═════ Passage ═════

Hey Siri, who’s driving now?

I enjoyed David Perell’s recent interview with Tyler Cowen.

It’s all about the practical implications of AI on writing. Even if you do have a pathological aversion to AI, I recommend listening to two people taking the time to understand and share what this technology might mean. In Cowen’s words…

“If you want to make progress on thinking about the very big questions, simply using it, experimenting, seeing what works and fails, will get you much further than sitting on your duff and rereading Heidegger.”

This post isn’t about writing but it was prompted by something I heard in that interview. It comes at around the 15 minute mark when Cowen briefly describes how sophisticated he suspects AIs will become.

“Do you have an understanding of how much better AIs will be as they evolve their own markets, their own institutions of science inquiry, their own ways of grading each other, self-correction, dealing with each other, and become this republic of science? The way humans did it, how much did it advance human science or literary criticism to build those institutions? Immensely. That's where most of the value add is. So AIs, I believe, will do that.”

This is pretty bold and certainly feels a way apart from how most people use AI today. To me, Cowen is describing an ecosystem where humans and AIs work as peers. But these AIs are not just responding to prompts. They're acting autonomously, collaborating with each other and shaping progress in their own right. At this point, AI becomes as much a sociological story as a technological one.

On a personal level it made me realise how just a few months ago, I would have scoffed at the plausibility of this vision. It certainly would have felt more like science than speculative fiction. But honestly, the more I spend time with this stuff, the more I'm beginning to see this as a very likely future. Perhaps even 2-3 years away.

I started wondering what has changed for this to feel like a realistic possibility. Have I just been overindulging on the Kool-Aid (again), or is there something more going on? Probably both. But either way, I can now see a plausible path from how we use AI today to something that looks a lot more like Cowen’s vision.

So I mapped it out and ended up with a six stage journey.

Stage 1: AI as a Tool

In this first stage, AI is treated as a utility or tool we use to complete well-defined tasks. It’s reactive, not proactive and it works best when given narrow instructions.

Most people are still experimenting and experiencing a sense of novelty and surprise by testing the system’s boundaries and getting a feel for what it can and can’t do. The AI feels clever and a little like watching a magic trick, but not yet collaborative.

There’s no major ethical or sociological impact yet. Instead, AI is seen as a productivity boost or novelty, not something that reshapes workflows, institutions or culture.

═════

**Requirement:** Write the next part of the post about AI's six-stage journey, picking up right after its last sentence.

═════ Data shown ═════

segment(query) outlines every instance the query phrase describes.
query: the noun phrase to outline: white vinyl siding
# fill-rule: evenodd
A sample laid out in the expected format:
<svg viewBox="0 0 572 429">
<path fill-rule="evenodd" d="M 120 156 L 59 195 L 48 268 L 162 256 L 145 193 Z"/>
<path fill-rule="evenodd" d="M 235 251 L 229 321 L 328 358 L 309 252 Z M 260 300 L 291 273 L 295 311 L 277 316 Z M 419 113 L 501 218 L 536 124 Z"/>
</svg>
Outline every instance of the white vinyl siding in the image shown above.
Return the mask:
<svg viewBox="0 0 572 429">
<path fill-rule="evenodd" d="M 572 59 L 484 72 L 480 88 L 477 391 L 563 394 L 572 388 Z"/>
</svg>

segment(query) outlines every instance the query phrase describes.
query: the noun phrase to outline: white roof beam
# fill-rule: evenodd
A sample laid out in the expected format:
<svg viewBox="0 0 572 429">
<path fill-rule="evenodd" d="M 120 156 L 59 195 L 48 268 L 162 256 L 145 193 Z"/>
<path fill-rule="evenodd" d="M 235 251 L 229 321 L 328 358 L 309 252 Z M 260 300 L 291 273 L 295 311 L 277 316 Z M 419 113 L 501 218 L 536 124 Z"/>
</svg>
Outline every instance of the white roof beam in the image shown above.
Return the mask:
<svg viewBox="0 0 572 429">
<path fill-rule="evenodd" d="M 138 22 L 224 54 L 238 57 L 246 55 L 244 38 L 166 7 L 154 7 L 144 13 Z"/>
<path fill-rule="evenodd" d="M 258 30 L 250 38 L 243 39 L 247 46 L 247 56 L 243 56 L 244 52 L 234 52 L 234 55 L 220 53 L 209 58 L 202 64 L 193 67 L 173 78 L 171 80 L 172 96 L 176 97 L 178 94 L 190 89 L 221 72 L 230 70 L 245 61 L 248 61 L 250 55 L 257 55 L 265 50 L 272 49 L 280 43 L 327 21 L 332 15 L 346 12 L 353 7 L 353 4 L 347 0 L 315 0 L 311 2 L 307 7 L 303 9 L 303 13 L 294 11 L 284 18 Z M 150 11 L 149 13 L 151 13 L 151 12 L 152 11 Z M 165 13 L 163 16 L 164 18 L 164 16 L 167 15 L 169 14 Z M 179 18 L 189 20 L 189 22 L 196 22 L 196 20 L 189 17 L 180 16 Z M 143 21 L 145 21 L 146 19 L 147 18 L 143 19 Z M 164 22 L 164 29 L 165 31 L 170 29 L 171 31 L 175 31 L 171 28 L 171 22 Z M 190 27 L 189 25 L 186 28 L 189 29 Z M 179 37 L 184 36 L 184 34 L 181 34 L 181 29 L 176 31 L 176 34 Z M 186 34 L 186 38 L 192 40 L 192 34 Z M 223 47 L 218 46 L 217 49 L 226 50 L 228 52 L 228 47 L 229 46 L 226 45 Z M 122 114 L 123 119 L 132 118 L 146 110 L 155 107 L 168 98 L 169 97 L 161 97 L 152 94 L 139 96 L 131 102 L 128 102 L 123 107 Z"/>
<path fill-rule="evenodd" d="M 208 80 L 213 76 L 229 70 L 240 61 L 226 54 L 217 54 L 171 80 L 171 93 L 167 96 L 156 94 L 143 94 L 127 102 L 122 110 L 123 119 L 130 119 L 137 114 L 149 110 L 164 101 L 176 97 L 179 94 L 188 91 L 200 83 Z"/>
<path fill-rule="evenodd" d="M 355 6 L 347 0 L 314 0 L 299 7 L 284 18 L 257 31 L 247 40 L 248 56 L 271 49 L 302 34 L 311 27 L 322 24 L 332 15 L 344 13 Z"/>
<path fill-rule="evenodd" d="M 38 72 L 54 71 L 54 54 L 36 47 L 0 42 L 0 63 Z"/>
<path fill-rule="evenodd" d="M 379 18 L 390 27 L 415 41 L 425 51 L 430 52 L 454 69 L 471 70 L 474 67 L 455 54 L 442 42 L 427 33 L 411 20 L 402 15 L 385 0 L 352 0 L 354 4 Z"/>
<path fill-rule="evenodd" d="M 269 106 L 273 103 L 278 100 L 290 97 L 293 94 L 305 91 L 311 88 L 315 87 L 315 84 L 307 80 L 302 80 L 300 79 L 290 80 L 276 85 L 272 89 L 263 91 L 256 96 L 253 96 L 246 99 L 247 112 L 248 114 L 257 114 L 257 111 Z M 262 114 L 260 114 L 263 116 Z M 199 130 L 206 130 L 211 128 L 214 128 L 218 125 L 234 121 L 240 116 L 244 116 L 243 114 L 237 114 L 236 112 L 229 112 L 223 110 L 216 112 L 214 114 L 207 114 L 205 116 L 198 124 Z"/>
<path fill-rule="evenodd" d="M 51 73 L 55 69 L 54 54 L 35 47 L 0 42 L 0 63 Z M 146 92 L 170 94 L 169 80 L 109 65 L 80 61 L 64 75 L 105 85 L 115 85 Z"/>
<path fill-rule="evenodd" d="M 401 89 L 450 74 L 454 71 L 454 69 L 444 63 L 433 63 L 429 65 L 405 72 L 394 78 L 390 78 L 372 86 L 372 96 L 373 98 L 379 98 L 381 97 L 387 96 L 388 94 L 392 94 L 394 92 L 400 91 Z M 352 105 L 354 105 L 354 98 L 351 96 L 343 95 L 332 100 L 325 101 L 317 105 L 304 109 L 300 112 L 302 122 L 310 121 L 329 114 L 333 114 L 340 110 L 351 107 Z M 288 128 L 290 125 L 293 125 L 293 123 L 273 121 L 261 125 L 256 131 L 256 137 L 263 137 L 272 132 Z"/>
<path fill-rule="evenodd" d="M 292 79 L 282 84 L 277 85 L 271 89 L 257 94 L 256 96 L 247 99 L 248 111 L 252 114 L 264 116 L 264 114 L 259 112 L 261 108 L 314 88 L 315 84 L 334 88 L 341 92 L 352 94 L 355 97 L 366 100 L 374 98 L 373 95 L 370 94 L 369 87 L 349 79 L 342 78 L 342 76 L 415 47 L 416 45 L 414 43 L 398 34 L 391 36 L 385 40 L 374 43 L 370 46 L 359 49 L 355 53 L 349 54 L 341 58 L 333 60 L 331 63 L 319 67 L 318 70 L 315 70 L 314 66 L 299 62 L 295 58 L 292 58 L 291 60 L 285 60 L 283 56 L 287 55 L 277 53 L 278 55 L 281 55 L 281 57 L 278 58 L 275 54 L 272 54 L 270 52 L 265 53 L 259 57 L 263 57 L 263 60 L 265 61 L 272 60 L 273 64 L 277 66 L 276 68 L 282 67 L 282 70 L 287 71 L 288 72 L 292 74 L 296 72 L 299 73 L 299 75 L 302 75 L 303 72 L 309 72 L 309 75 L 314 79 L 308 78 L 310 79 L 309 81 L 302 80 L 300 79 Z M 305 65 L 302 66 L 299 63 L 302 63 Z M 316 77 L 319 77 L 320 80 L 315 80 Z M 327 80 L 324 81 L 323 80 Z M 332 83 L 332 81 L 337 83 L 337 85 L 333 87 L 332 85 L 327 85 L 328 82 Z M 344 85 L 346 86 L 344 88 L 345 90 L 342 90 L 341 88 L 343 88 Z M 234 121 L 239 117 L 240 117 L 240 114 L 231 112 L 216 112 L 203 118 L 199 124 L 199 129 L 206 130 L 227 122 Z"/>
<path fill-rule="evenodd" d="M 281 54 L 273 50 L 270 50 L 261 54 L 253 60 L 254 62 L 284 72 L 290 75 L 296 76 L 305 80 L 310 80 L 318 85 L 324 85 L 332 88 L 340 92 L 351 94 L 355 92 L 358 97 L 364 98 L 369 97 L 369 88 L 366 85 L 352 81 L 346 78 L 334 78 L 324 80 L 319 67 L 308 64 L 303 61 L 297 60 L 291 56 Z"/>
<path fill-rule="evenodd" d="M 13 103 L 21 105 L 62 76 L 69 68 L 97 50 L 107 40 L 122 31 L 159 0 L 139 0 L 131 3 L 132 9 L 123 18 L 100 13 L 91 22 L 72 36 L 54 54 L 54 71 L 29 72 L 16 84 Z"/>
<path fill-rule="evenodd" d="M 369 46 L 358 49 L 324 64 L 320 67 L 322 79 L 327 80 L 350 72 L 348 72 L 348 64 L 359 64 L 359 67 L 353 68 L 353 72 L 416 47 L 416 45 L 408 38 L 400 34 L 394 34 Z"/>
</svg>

═════

**Task response:**
Stage 2: AI as an Assistant

In this second stage, AI starts to feel more capable and responsive to the needs and preferences of the user. It still relies on clear direction (from its owner) but can now track tone, adapt to context and offer useful suggestions.

For example, when asked to rewrite an email in a more conversational voice, it may also suggest removing a redundant sentence and clarifying a key idea. And, inevitably, will throw in a flattering comment to give you a little dopamine boost. The interaction has become more fluid and the AI begins to feel like a reliable helper rather than just a clever trick.

There's a subtle shift here. People are starting to trust AI with a bit more responsibility and their expectations are growing. But its influence remains confined to individual tasks and productivity gains, rather than shaping how people collaborate, make decisions or structure their work.

Stage 3: AI as a Collaborator

In this third stage, AI begins to feel less like a tool or assistant and more like a peer. The interaction becomes more dynamic and reciprocal, with the AI not just responding to instructions but more actively shaping the work.

For example, it might question a brief, challenge your assumptions or suggest a completely different angle you hadn’t considered. Now you’re not just using AI to execute your thinking, you’re working with it to shape and develop new ideas.

This is the first moment where the AI starts to feel like a creative partner and, in doing so, starts to challenge some pretty deeply-rooted ideas about authorship, judgement and originality.

Stage 4: AI as a Delegate

At this stage, the relationship shifts again. Instead of working side-by-side with AI, we begin to hand over whole tasks. As a user, you might provide a high-level brief and then trust the AI to break it down, plan the steps and come back with a result.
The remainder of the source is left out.